OBJECTIVE: Rewrite the following records with every "thickest" changed to "widest" and nothing else altered.

= = = = =

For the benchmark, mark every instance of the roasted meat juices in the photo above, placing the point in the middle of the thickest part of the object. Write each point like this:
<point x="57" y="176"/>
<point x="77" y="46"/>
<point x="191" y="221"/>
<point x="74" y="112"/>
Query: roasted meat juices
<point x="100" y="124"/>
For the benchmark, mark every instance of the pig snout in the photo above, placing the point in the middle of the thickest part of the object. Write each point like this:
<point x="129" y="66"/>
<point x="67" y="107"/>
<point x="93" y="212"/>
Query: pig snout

= = = = =

RESPONSE TO THE EXERCISE:
For the benchmark, mark every instance of the roasted meat juices in the photo above, placing the point in the middle of the widest part of the object. Write each point like this:
<point x="57" y="176"/>
<point x="77" y="46"/>
<point x="191" y="221"/>
<point x="74" y="112"/>
Query: roasted meat juices
<point x="100" y="124"/>
For the benchmark, mark every instance of the pig snout in the photo above, placing the point in the middle of the widest part of the object. Write each point like this:
<point x="129" y="66"/>
<point x="67" y="107"/>
<point x="93" y="212"/>
Query: pig snout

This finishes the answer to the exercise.